=== GIVEN EXERCISE ===
Present the lines of the material from the one containing "point: blue pool" through the one containing "column 242, row 263" as a numbered list, skipping blank lines. Include only those lines.

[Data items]
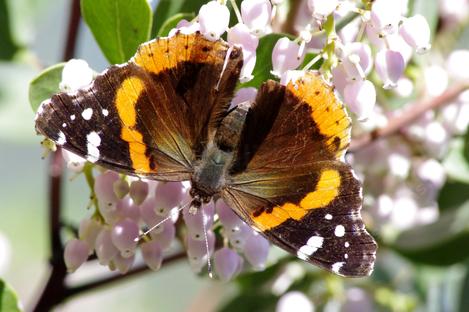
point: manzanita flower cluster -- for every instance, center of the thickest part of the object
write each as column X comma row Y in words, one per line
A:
column 379, row 38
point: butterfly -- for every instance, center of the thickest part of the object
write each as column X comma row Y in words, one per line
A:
column 278, row 163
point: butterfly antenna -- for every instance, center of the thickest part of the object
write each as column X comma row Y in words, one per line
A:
column 209, row 263
column 225, row 63
column 161, row 222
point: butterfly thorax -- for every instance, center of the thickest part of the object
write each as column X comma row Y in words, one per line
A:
column 214, row 164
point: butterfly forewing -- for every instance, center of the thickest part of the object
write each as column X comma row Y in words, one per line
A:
column 289, row 182
column 138, row 118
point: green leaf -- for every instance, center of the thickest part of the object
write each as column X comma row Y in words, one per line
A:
column 8, row 46
column 45, row 85
column 8, row 298
column 167, row 8
column 172, row 22
column 441, row 243
column 453, row 195
column 455, row 163
column 308, row 58
column 250, row 302
column 251, row 281
column 464, row 295
column 466, row 146
column 263, row 60
column 119, row 26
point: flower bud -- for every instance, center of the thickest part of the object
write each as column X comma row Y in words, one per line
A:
column 197, row 264
column 322, row 8
column 152, row 254
column 126, row 209
column 213, row 19
column 74, row 162
column 291, row 76
column 227, row 217
column 185, row 27
column 121, row 188
column 294, row 299
column 88, row 231
column 147, row 212
column 339, row 78
column 457, row 64
column 385, row 16
column 256, row 250
column 123, row 264
column 227, row 263
column 168, row 195
column 195, row 222
column 256, row 14
column 197, row 248
column 356, row 59
column 390, row 66
column 166, row 236
column 239, row 35
column 105, row 249
column 75, row 254
column 138, row 191
column 244, row 95
column 416, row 32
column 75, row 75
column 103, row 187
column 123, row 236
column 360, row 96
column 433, row 172
column 239, row 235
column 285, row 56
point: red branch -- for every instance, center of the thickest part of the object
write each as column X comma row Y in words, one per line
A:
column 408, row 117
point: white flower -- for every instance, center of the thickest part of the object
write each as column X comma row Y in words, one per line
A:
column 213, row 19
column 75, row 75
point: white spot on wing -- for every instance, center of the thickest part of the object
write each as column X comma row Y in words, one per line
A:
column 87, row 113
column 315, row 241
column 307, row 250
column 301, row 255
column 61, row 140
column 339, row 230
column 93, row 141
column 93, row 138
column 337, row 266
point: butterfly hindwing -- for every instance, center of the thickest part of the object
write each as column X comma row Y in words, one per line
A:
column 153, row 115
column 289, row 182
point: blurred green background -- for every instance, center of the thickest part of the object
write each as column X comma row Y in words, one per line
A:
column 40, row 25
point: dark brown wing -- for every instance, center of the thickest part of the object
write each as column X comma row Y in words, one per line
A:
column 289, row 182
column 311, row 211
column 302, row 122
column 153, row 115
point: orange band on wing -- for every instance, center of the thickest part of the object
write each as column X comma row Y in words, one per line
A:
column 126, row 100
column 328, row 112
column 326, row 191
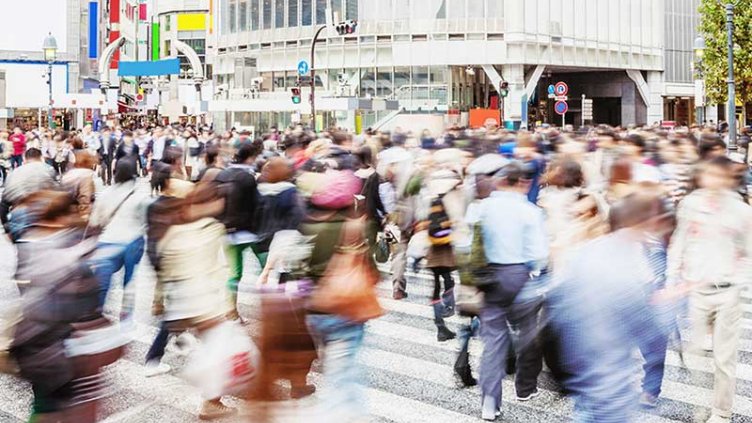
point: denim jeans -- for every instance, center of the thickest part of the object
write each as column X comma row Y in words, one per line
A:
column 157, row 349
column 516, row 324
column 653, row 350
column 339, row 341
column 112, row 257
column 16, row 161
column 235, row 262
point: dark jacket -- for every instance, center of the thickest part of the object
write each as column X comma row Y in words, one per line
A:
column 279, row 209
column 238, row 186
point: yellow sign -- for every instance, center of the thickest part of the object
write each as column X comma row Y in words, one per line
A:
column 192, row 22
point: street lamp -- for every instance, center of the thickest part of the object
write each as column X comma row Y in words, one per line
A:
column 699, row 48
column 731, row 83
column 49, row 47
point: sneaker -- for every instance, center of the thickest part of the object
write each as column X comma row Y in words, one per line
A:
column 489, row 411
column 212, row 410
column 529, row 396
column 448, row 312
column 298, row 392
column 445, row 334
column 185, row 343
column 648, row 400
column 399, row 295
column 155, row 368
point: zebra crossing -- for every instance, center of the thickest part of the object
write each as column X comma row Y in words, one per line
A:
column 407, row 373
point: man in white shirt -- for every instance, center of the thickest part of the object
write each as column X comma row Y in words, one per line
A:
column 710, row 256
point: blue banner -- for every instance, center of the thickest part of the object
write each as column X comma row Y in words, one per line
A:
column 93, row 29
column 155, row 68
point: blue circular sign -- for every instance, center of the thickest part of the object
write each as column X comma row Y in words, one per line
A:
column 561, row 107
column 303, row 68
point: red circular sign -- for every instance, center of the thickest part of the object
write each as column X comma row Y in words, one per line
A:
column 561, row 88
column 561, row 107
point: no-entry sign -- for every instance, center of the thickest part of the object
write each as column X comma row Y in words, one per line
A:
column 561, row 88
column 561, row 107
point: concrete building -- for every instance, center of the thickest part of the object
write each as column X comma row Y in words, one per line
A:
column 187, row 22
column 441, row 55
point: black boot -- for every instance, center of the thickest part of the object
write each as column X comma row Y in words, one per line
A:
column 444, row 334
column 462, row 370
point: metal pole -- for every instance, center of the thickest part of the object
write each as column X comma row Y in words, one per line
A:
column 49, row 103
column 313, row 77
column 583, row 110
column 731, row 85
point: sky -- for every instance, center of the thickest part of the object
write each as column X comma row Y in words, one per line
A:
column 25, row 23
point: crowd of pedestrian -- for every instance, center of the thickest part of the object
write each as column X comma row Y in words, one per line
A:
column 571, row 248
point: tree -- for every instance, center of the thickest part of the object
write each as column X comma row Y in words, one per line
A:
column 715, row 59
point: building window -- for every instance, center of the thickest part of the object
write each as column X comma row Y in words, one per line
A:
column 321, row 6
column 292, row 13
column 457, row 9
column 367, row 83
column 336, row 6
column 267, row 14
column 233, row 17
column 254, row 15
column 243, row 12
column 495, row 9
column 476, row 8
column 402, row 87
column 279, row 14
column 306, row 12
column 384, row 82
column 351, row 9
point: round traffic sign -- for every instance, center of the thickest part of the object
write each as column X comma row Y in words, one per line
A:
column 561, row 107
column 561, row 88
column 303, row 68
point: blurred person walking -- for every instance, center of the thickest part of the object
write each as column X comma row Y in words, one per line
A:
column 600, row 313
column 33, row 176
column 61, row 314
column 6, row 151
column 106, row 154
column 516, row 247
column 238, row 185
column 185, row 244
column 19, row 147
column 121, row 213
column 79, row 182
column 710, row 256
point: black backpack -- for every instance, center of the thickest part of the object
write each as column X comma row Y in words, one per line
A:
column 439, row 225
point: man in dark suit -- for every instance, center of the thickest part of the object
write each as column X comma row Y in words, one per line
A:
column 107, row 152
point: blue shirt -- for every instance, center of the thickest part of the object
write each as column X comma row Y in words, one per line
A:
column 513, row 230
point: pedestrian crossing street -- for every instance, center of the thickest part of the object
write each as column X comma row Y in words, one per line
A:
column 408, row 374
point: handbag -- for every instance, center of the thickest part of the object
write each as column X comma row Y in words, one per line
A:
column 348, row 286
column 338, row 190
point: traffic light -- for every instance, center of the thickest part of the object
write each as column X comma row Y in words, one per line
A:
column 295, row 95
column 504, row 89
column 346, row 27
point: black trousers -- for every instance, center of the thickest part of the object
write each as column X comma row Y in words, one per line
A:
column 107, row 169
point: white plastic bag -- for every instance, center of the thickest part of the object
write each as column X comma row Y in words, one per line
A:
column 418, row 246
column 225, row 362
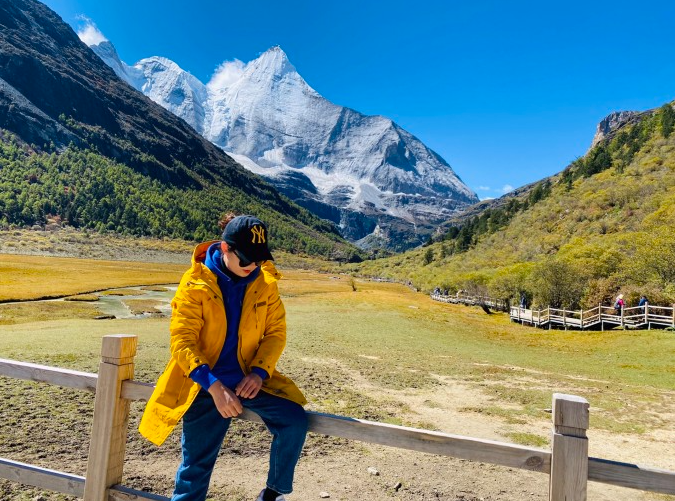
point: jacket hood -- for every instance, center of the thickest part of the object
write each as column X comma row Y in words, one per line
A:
column 269, row 273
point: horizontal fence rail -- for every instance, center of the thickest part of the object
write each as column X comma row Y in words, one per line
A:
column 499, row 453
column 634, row 317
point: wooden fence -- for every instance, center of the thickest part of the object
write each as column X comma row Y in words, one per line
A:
column 567, row 464
column 468, row 299
column 636, row 317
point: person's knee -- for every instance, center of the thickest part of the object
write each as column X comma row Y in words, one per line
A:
column 297, row 419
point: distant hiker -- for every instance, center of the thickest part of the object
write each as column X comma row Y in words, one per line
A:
column 228, row 330
column 619, row 304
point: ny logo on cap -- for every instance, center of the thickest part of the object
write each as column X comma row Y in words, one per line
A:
column 258, row 233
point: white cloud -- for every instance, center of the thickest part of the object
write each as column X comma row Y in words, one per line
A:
column 226, row 74
column 89, row 33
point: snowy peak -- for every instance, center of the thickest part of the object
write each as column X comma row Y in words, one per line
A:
column 274, row 61
column 374, row 179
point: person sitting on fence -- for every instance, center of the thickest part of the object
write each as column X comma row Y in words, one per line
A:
column 228, row 330
column 619, row 304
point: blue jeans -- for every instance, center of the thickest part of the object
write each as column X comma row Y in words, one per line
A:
column 204, row 430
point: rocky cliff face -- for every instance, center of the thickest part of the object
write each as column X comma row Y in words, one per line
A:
column 612, row 123
column 377, row 181
column 55, row 91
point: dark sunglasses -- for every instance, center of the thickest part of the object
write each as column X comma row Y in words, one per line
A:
column 243, row 262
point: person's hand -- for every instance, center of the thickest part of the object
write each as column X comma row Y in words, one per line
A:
column 249, row 386
column 226, row 401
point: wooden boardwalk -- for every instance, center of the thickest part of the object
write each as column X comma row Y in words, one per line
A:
column 598, row 318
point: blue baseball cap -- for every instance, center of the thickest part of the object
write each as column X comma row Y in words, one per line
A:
column 247, row 236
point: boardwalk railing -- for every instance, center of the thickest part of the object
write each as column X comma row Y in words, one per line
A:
column 647, row 316
column 567, row 464
column 497, row 304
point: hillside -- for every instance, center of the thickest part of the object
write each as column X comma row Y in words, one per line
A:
column 601, row 226
column 81, row 145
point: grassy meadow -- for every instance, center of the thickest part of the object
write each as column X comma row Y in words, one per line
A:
column 380, row 352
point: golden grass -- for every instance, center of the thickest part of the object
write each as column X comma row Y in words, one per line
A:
column 31, row 277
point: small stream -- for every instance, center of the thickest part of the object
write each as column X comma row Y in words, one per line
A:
column 114, row 305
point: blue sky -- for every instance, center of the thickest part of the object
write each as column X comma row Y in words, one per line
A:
column 506, row 92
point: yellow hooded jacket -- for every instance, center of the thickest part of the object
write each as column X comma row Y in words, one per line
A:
column 198, row 329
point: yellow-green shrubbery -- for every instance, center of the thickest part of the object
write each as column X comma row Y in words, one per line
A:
column 604, row 226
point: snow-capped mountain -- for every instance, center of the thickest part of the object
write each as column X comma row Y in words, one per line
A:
column 377, row 181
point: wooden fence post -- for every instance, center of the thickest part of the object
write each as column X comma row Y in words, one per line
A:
column 111, row 416
column 569, row 449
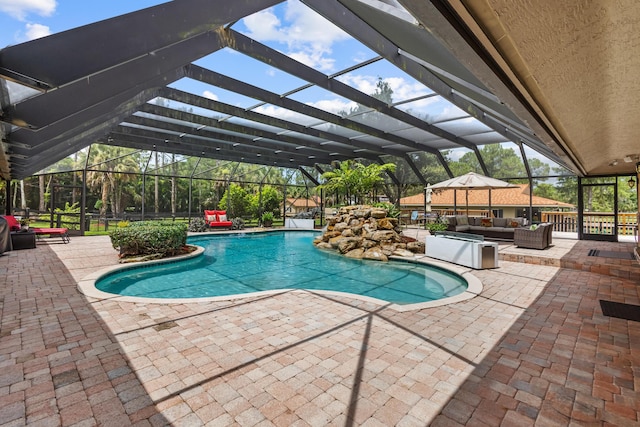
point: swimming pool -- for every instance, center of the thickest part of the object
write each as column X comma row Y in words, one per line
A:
column 247, row 263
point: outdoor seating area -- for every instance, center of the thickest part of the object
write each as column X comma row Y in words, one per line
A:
column 492, row 228
column 217, row 219
column 25, row 237
column 539, row 238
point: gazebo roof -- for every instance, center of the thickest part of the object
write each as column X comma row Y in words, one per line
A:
column 517, row 196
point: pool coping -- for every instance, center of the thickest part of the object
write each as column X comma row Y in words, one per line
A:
column 87, row 285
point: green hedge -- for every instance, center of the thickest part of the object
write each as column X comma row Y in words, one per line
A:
column 149, row 237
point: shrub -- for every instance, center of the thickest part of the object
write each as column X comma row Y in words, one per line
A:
column 392, row 210
column 237, row 224
column 149, row 237
column 198, row 225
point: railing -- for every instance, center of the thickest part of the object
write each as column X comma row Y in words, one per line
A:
column 593, row 222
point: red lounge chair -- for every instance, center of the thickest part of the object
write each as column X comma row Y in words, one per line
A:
column 217, row 219
column 63, row 233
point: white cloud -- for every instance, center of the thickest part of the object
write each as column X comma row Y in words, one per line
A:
column 283, row 113
column 35, row 31
column 308, row 36
column 210, row 95
column 19, row 9
column 333, row 105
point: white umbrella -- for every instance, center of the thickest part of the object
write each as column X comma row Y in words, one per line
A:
column 472, row 181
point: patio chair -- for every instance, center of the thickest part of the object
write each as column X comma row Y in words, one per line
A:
column 40, row 232
column 217, row 219
column 540, row 238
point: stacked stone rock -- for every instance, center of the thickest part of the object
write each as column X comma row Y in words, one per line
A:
column 365, row 232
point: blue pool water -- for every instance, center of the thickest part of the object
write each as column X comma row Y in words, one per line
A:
column 242, row 263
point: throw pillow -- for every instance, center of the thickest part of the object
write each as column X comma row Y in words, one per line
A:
column 486, row 222
column 500, row 222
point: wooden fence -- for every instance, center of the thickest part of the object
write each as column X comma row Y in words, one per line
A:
column 594, row 222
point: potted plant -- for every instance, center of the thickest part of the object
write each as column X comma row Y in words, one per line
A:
column 439, row 224
column 267, row 219
column 24, row 224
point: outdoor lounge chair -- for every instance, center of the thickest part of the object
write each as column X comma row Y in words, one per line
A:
column 217, row 219
column 63, row 233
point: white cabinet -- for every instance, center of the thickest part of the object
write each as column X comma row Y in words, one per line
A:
column 306, row 224
column 458, row 250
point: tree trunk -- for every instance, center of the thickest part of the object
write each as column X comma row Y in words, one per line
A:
column 23, row 196
column 157, row 189
column 42, row 205
column 105, row 196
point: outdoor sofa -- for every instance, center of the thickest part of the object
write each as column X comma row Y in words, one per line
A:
column 540, row 238
column 491, row 228
column 15, row 227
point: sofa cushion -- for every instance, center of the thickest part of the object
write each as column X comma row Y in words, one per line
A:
column 462, row 220
column 505, row 230
column 514, row 223
column 499, row 222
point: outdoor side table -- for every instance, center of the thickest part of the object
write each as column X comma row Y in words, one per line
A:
column 23, row 240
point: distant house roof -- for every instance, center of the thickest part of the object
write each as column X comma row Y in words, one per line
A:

=== EXPECTED OUTPUT ===
1. point: blue pool water -- for every instance, center of the thickest part of the object
2. write each as column X comma row Y in words, one per line
3. A:
4. column 242, row 263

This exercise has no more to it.